- Material shown:
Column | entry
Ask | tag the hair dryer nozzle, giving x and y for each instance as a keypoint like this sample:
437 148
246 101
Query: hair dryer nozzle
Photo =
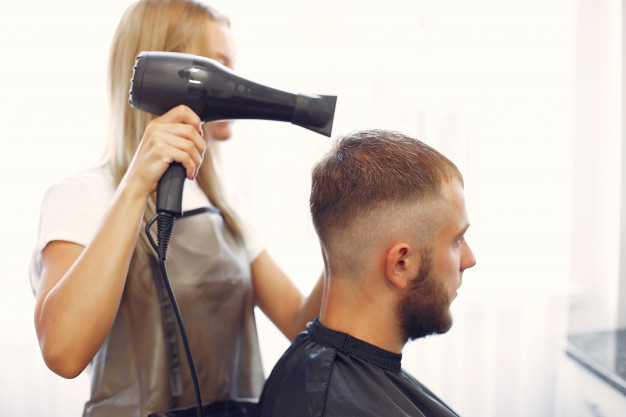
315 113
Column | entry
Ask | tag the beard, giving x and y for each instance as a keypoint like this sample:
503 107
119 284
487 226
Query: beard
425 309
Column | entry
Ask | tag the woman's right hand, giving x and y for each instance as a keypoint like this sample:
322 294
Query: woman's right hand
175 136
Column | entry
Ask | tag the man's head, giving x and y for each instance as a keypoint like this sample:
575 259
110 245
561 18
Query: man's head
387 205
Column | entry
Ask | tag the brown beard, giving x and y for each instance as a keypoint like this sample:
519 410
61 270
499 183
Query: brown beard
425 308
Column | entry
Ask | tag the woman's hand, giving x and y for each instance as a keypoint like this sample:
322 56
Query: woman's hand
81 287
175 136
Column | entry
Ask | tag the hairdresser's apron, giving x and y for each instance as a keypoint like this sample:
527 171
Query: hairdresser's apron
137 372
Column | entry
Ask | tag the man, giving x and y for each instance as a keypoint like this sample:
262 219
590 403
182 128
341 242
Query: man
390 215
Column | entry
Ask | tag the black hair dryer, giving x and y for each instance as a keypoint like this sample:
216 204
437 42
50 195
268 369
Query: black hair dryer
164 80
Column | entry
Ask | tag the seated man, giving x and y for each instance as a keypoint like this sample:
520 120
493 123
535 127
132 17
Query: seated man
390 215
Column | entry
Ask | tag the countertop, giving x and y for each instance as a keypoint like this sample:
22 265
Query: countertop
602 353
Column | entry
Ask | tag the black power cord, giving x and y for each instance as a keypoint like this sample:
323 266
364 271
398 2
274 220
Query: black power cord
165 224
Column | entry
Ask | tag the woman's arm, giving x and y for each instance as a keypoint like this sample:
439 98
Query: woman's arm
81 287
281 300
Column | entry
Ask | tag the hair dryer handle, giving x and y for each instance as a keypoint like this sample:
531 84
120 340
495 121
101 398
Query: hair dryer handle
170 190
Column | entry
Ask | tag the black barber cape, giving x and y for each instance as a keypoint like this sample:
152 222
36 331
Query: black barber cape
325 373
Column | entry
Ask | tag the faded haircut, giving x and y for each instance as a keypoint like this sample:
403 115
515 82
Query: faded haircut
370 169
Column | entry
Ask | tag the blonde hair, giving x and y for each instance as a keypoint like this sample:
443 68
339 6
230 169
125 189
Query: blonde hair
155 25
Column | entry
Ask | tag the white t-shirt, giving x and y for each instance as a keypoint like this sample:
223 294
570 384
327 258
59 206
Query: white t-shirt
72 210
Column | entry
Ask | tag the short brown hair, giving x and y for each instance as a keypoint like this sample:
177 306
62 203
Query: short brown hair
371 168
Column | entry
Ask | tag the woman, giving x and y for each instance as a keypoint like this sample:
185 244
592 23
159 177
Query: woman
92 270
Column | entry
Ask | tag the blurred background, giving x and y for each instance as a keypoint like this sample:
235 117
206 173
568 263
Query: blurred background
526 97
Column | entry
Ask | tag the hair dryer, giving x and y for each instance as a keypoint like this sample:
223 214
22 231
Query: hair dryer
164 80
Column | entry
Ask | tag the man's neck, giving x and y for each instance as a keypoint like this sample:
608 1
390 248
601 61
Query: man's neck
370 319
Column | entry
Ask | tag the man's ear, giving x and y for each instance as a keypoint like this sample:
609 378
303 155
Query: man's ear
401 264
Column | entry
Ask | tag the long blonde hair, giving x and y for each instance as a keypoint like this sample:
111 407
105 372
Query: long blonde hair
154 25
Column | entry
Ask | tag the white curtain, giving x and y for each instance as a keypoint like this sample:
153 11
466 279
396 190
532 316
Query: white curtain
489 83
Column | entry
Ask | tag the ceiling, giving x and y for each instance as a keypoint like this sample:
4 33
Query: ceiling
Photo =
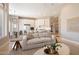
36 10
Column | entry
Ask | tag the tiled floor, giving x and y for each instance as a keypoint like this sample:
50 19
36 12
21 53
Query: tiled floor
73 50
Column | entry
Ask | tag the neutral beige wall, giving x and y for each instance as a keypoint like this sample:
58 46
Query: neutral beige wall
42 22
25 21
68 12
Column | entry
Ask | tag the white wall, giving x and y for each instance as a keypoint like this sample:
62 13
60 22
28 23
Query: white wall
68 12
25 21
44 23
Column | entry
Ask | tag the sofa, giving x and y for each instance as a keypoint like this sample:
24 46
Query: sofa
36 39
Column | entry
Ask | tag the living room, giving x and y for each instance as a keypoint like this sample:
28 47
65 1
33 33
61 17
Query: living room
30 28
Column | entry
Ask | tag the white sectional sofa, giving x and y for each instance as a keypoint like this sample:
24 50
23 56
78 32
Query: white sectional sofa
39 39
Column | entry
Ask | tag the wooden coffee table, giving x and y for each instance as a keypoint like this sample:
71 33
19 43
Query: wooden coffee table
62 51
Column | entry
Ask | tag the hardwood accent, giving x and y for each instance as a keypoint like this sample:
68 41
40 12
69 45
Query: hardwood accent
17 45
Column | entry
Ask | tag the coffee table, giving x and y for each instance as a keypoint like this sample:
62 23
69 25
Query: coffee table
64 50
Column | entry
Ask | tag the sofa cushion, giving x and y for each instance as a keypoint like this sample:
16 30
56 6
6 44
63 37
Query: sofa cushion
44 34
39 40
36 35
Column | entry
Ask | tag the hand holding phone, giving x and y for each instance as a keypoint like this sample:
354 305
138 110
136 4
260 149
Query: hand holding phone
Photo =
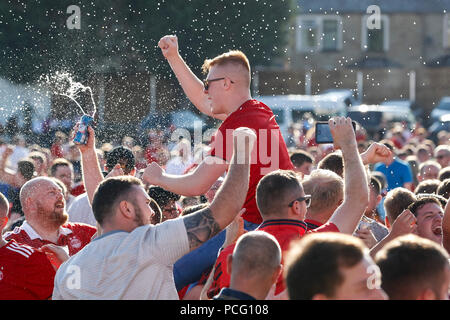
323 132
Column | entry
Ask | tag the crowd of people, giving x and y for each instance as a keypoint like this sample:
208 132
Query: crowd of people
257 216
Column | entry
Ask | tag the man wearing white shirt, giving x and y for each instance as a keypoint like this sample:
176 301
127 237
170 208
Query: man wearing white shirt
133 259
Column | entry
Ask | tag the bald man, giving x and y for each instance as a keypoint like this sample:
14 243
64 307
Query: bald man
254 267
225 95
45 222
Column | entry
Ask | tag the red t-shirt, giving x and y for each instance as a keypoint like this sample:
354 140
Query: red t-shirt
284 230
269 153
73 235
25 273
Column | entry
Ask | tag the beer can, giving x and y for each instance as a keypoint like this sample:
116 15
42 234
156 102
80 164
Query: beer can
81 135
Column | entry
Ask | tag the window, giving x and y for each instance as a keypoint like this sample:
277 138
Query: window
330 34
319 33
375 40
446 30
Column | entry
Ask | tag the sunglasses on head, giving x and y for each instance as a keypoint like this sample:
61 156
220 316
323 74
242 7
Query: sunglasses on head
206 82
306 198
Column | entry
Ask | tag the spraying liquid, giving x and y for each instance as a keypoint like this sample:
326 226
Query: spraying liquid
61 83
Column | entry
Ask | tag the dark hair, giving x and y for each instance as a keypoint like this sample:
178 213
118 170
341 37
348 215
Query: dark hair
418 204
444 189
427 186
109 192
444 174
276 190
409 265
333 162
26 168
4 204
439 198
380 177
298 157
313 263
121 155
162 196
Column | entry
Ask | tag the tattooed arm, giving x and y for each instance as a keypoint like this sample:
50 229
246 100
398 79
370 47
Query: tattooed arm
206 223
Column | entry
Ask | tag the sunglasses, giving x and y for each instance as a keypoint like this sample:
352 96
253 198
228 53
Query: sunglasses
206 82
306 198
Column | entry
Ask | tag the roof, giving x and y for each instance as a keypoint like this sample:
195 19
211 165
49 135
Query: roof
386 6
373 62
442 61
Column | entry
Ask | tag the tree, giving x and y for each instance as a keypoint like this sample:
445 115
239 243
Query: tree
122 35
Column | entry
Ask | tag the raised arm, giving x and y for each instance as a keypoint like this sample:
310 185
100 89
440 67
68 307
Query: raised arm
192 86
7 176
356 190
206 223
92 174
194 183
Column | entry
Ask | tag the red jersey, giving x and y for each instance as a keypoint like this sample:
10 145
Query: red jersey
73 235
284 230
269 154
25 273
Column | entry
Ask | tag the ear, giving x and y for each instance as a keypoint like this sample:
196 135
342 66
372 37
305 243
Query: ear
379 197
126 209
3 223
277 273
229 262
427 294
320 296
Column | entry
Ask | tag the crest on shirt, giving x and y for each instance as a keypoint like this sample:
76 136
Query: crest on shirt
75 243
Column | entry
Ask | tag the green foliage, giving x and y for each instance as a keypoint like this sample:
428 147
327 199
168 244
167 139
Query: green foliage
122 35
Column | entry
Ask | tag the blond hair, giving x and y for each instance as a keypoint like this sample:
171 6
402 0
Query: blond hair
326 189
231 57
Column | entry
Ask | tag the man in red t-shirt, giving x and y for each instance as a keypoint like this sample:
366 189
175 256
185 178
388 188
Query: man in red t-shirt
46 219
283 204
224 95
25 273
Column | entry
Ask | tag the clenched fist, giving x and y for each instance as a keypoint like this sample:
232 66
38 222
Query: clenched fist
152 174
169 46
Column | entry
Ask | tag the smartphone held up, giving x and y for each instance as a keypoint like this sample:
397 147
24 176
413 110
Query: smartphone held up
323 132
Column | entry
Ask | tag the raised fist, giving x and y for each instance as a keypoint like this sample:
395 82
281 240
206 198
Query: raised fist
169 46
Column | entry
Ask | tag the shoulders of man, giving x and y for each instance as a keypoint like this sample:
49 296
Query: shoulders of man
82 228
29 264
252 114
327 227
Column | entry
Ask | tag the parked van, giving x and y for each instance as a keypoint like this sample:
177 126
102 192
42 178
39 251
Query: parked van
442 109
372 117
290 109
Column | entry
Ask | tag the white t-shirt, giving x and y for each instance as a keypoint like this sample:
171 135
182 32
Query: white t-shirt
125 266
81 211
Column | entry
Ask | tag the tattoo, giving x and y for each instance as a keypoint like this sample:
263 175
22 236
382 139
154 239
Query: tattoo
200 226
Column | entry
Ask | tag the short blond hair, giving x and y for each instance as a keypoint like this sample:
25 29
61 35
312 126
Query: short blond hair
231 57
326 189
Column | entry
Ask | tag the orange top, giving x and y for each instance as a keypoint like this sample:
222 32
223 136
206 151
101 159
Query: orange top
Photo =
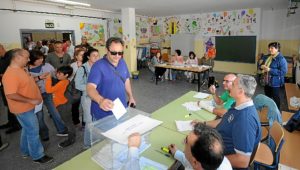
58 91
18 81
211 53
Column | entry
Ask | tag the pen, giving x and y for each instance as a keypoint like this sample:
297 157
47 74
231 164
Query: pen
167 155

==

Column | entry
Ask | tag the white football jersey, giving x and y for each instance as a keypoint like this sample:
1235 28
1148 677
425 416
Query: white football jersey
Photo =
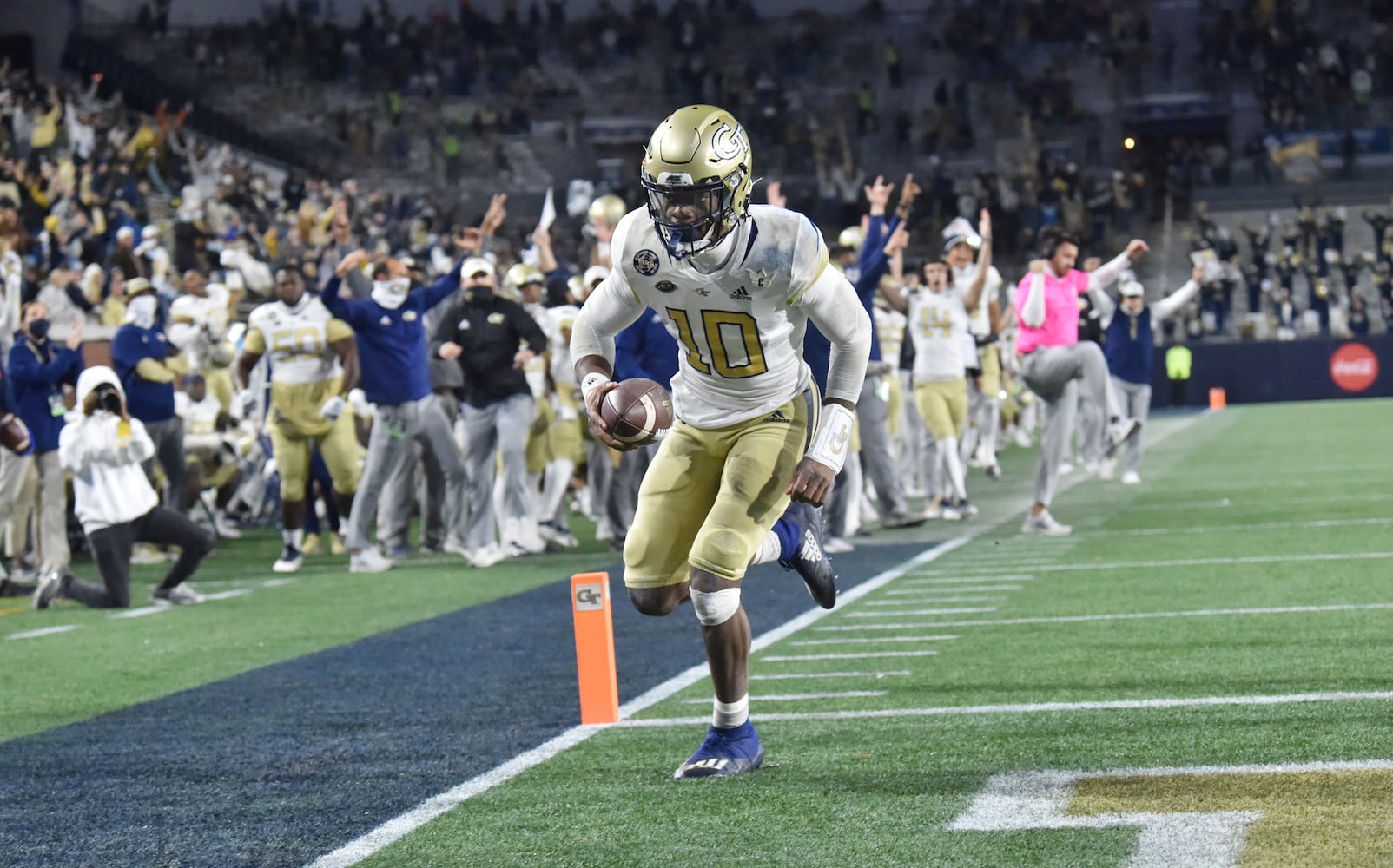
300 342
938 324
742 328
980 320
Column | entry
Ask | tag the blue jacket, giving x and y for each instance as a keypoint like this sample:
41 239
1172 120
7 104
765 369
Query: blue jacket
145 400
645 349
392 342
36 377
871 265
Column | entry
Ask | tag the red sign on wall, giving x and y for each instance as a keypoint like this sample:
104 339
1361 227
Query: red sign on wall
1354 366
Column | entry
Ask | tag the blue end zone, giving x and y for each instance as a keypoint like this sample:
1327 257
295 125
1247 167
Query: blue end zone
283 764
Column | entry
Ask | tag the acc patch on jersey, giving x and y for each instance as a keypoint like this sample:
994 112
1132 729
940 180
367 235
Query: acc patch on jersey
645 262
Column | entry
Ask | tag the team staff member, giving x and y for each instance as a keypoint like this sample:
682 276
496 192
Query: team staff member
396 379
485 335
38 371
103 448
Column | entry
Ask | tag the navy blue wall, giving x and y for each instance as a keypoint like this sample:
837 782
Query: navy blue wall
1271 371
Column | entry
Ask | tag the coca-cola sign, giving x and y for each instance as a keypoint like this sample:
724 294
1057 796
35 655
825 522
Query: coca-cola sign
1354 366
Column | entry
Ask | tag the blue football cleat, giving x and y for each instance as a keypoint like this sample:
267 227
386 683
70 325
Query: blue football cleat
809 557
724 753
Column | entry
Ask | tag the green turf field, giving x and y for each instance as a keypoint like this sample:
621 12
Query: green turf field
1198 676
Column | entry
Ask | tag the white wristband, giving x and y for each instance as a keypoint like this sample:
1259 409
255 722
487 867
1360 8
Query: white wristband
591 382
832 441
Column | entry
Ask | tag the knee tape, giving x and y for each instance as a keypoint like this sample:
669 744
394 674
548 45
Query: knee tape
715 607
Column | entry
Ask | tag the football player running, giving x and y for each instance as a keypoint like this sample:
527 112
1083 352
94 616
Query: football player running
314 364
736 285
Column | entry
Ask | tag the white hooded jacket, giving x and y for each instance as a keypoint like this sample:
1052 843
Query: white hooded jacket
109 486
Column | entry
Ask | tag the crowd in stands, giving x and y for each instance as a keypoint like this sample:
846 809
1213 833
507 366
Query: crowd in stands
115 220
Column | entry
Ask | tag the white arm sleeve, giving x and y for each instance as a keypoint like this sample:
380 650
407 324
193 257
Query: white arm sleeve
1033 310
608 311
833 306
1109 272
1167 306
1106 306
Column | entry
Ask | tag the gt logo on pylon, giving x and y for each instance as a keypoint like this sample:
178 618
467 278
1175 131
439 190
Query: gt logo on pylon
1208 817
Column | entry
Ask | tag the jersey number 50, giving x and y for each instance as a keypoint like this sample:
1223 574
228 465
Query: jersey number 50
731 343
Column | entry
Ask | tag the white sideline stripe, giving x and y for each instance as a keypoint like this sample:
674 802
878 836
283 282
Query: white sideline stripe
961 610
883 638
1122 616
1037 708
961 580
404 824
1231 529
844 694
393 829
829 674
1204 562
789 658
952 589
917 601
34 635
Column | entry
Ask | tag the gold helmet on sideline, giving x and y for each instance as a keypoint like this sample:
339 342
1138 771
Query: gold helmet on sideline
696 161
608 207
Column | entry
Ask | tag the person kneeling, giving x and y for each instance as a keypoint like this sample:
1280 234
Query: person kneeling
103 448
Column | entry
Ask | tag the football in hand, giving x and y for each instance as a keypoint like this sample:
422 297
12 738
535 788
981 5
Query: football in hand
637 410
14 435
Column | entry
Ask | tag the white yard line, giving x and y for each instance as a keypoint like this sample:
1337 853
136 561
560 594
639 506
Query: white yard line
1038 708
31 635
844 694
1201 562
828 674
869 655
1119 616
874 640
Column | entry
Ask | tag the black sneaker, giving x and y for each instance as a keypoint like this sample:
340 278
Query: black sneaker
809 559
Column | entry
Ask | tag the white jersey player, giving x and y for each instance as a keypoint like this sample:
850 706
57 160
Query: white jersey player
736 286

- Given exercise:
Count the lines of the material above that contain the string "pylon" and reply with the number alone.

- Solution:
2